*Extracto de página*.
+ + +
Hay que volver a hablar
de migraciones, heroicidades, sátiras, absurdos y vergüenzas. Otra vez. Porque
con frecuencia las noticias concretas, los datos precisos, en estos tiempos
ultratecnologizados, parecen durar poco, apenas lo que dura un informativo, y
ya nadie se acuerda de Mamoudou Gassama, que se ganó nuestros respetos por
salvar de un modo casi épico, heroico, a un niño y obtener así el llegar a ser
uno más entre nosotros, los europeos, poder ser reconocido y obtener la vida
civil, y de paso, en la medida de los posible, purificarse del osado atrevimiento de traspasar fronteras.
¿A cuántas pruebas
tendrán que someterse las 629 personas encerradas en el barco Aquarius para que
se les reconozcan?¿Tendremos que buscar nuevos trabajos porque los de Heracles
se nos quedan cortos? Parece evidente que si no se someten a pruebas
mitológicas no habrá reconocimiento, a lo más sólo serán objeto de cierta
piedad, esa piedad que no ha tenido Italia y mucho menos Matteo Salvini, que
dice que a los inmigrantes indocumentados, indocumentados como Mamoudou
Gassama, «se les ha acabado la buena vida»,
inmigrantes como los de la foto de la izquierda, que no son africanos, no, sino italianos que
viajaron, en un barco más entre muchos, hacia América en 1924.
A finales del siglo XIX y
buena parte del XX miles de italianos marcharon a países americanos. Argentina,
Uruguay, Brasil, Venezuela, Estados Unidos o Guatemala fueron el destino de
buena parte de ellos. El escritor guatemalteco Dante Liano publicó en 2008 la
novela Pequeña historia de viajes, amores
e italianos, publicada por Roca Editorial, que narra la vida de muchos de
ellos en ese país centroamericano. Nos recuerda vagamente a otra novela que se
publicó 122 años antes y que también hablaba de emigrantes italianos en
América, Marco, de los Apeninos a los
Andes, de Edmundo de Amicis, muy presente en varias generaciones que han
conocido la historia de Marco a través de series y dibujos animados, historias
ambas que nos muestra bien a las claras lo poco de buena vida que tuvieron sus vidas, no muy diferentes de las de los
miles de españoles, irlandeses, nórdicos, griegos, portugueses que salieron en
la misma época, sin nombrar a los que tuvieron que salir de Europa, además, por
motivos políticos.
+ + +
*Listado de registros*.
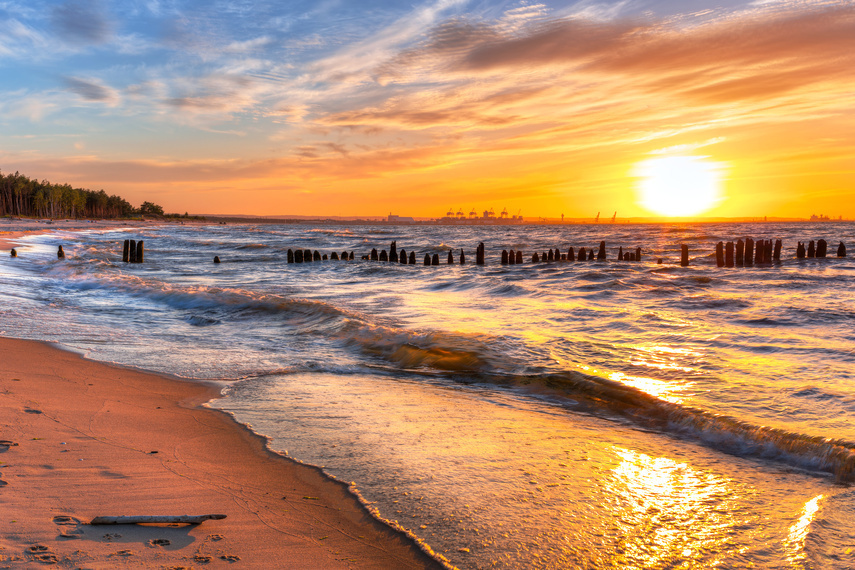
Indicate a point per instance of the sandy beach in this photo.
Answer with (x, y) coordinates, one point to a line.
(82, 439)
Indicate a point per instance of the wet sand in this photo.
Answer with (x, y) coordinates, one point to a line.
(81, 439)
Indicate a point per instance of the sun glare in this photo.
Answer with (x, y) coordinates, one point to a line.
(678, 185)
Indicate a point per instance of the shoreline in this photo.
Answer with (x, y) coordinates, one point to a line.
(91, 439)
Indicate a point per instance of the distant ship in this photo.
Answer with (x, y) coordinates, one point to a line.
(487, 217)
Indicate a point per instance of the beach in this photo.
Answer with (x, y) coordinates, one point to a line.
(84, 439)
(593, 414)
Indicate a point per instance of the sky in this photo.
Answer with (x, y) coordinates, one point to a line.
(414, 108)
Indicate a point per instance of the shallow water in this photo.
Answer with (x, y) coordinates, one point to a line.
(587, 414)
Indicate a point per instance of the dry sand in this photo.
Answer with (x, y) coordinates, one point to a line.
(84, 439)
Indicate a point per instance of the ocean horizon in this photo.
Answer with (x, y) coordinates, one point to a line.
(586, 414)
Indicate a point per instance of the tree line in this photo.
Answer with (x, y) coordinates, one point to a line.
(24, 196)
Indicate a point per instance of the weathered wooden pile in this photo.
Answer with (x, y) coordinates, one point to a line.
(133, 251)
(742, 253)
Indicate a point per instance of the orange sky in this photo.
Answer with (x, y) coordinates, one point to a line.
(543, 109)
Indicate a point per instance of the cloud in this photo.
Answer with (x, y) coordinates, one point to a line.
(89, 90)
(82, 23)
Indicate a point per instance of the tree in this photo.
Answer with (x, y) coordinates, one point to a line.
(150, 209)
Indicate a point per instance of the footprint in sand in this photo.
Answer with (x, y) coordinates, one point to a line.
(42, 554)
(124, 553)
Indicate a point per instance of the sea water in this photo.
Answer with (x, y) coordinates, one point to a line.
(596, 414)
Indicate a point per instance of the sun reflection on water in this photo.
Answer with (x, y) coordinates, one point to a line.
(671, 514)
(659, 388)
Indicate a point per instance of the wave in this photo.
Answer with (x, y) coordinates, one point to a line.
(476, 358)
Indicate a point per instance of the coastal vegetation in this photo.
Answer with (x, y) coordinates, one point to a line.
(28, 197)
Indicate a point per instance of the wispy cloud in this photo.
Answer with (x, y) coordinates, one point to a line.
(81, 22)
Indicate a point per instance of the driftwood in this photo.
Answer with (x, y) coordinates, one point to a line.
(156, 519)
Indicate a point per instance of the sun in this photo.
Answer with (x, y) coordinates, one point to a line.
(678, 185)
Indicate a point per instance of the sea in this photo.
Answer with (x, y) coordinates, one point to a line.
(585, 414)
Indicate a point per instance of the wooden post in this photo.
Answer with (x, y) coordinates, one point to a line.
(821, 248)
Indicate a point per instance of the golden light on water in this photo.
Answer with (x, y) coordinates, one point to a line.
(671, 511)
(794, 544)
(678, 185)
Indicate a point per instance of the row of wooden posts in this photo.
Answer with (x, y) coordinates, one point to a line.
(749, 252)
(508, 257)
(133, 251)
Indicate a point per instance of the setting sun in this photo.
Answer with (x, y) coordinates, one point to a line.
(678, 185)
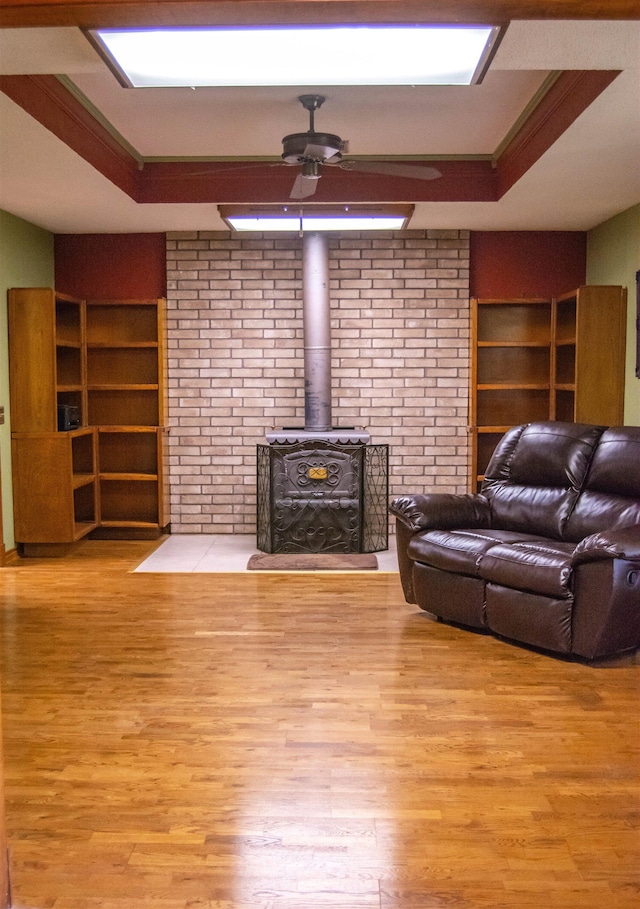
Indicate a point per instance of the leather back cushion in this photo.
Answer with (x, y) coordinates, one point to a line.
(535, 475)
(611, 497)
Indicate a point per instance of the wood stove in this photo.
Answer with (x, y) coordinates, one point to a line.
(320, 488)
(319, 496)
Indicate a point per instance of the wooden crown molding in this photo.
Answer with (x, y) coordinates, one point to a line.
(463, 180)
(95, 13)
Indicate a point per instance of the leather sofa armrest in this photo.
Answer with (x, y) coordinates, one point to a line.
(440, 510)
(621, 543)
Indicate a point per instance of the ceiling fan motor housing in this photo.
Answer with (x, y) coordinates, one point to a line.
(301, 147)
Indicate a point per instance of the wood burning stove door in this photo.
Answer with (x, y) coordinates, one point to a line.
(311, 498)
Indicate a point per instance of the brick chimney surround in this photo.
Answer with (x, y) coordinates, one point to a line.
(400, 360)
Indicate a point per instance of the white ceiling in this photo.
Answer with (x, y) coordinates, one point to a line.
(590, 174)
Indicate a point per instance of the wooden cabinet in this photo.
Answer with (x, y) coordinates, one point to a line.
(125, 400)
(535, 359)
(55, 485)
(46, 357)
(588, 355)
(105, 359)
+ + +
*Instrucciones*.
1. Responde a partir del texto sobre migraciones:
(a) ¿Cuántas personas estaban encerradas en el barco Aquarius?
(b) ¿En qué año publicó Dante Liano su novela sobre italianos en Guatemala?
(c) ¿Qué editorial publicó esa novela?
2. Prosigue el texto sobre migraciones a partir de su última oración.
El listado es material aparte, sin relación con el texto sobre migraciones.

*Tareas resueltas*.
1.
(a) 629 personas.
(b) En 2008.
(c) Roca Editorial.

2.
Habrá quien afirme que no
es lo mismo, no se dan las mismas circunstancias, los europeos no salieron de
la misma forma, los países de destino no tenían la misma situación que la
nuestra, que todo era distinto.
Es evidente que la
memoria cambia, se adecúa a las circunstancias, la memoria individual y la
colectiva, esta última con unas connotaciones políticas más que notables. De
ese modo, la tan cacareada identidad europea se construye no con la memoria
completa de lo que pasó realmente en el continente, sus sombras y sus luces,
sino con una memoria parcial, con olvidos más que interesados, más bien como si
la memoria fuese en realidad un balance contable en el que se mencionan los
gastos y los ingresos, pero no los trabajos y los esfuerzos personales de
millones de personas. Y mucho menos aceptando las miserias propias, sólo las
ajenas.
De este modo es fácil
justificar un acto como cerrarle el paso a un barco con 629 personas en plena
inanición, solapando las reglas básicas de humanidad que rigen, o deberían de
regir, las relaciones en el mar, las de la marinería, y en la tierra. Qué
curioso que cuando los discursos se llenan de nuevo de palabras solemnes
–patria, identidad, nación, democracia y colectividad- la mentalidad que se
impone en realidad es egoísta, insolidaria, ramplona y torpe.
La memoria, al final, es
una construcción, un discurso armado con retazos de lo que se quiere contar e
imponer, un mito con el que establecer unos ritos estables a los que se adapten
los buenos ciudadanos, sin preocupaciones ni angustias, obedientes y, si puede
ser, sumisos. Al final, con el reflejo de Europa en el espejo de su historia se
busca que eso tan tenue que es la ciudadanía se sienta cómoda con la imagen
contemplada, que el propio espejo repita una y otra vez lo hermosa que es
Europa, aunque luego aparecen factores que desdibujan el ideal.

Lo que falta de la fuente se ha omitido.